Referring expression data
--*--

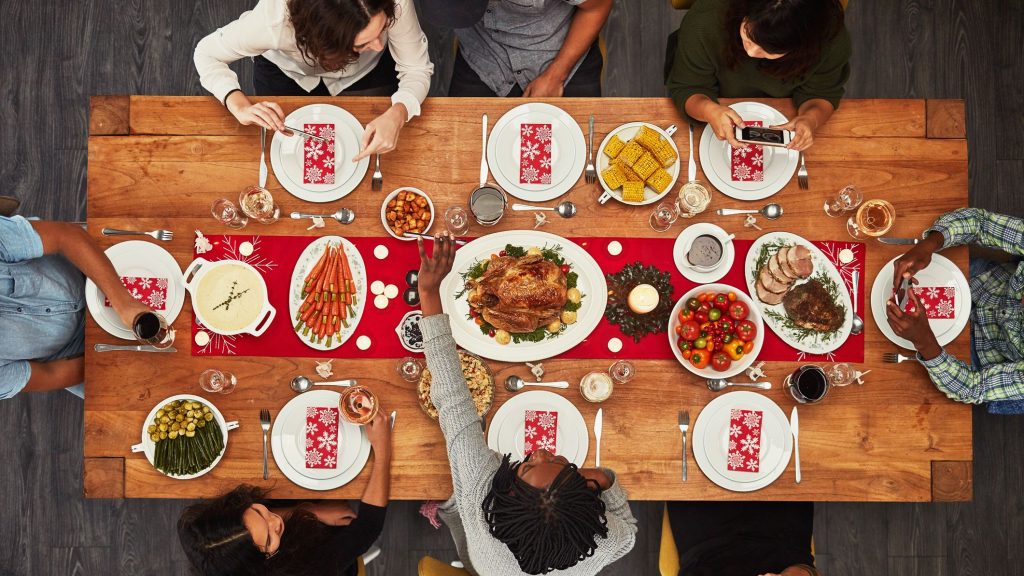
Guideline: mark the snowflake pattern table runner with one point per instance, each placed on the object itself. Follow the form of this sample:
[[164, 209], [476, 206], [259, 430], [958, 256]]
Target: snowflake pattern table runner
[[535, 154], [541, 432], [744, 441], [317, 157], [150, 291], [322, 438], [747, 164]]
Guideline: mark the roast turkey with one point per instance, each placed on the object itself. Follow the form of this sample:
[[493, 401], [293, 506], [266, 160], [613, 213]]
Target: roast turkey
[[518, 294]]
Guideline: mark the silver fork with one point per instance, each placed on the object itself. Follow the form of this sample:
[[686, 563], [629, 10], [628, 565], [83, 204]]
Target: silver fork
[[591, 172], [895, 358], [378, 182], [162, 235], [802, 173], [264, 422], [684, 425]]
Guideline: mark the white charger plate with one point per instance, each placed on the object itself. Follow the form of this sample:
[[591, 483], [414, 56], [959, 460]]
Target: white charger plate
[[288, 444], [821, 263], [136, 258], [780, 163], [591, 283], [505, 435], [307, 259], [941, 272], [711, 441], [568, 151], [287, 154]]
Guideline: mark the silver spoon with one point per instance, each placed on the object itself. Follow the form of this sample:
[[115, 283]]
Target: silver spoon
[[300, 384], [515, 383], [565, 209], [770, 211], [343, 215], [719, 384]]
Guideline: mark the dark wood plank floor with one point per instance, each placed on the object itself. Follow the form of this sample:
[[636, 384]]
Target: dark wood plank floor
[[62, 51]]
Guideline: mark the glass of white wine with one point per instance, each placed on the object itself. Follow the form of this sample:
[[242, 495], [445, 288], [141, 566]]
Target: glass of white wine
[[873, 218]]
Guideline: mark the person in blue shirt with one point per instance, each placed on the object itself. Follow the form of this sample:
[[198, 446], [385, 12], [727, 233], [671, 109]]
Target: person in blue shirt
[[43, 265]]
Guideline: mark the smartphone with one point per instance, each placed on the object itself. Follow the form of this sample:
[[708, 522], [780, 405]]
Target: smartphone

--*--

> _Work request_
Count up the lines in the entries that hold "smartphone", and respond with that count and no other text.

> _Result_
2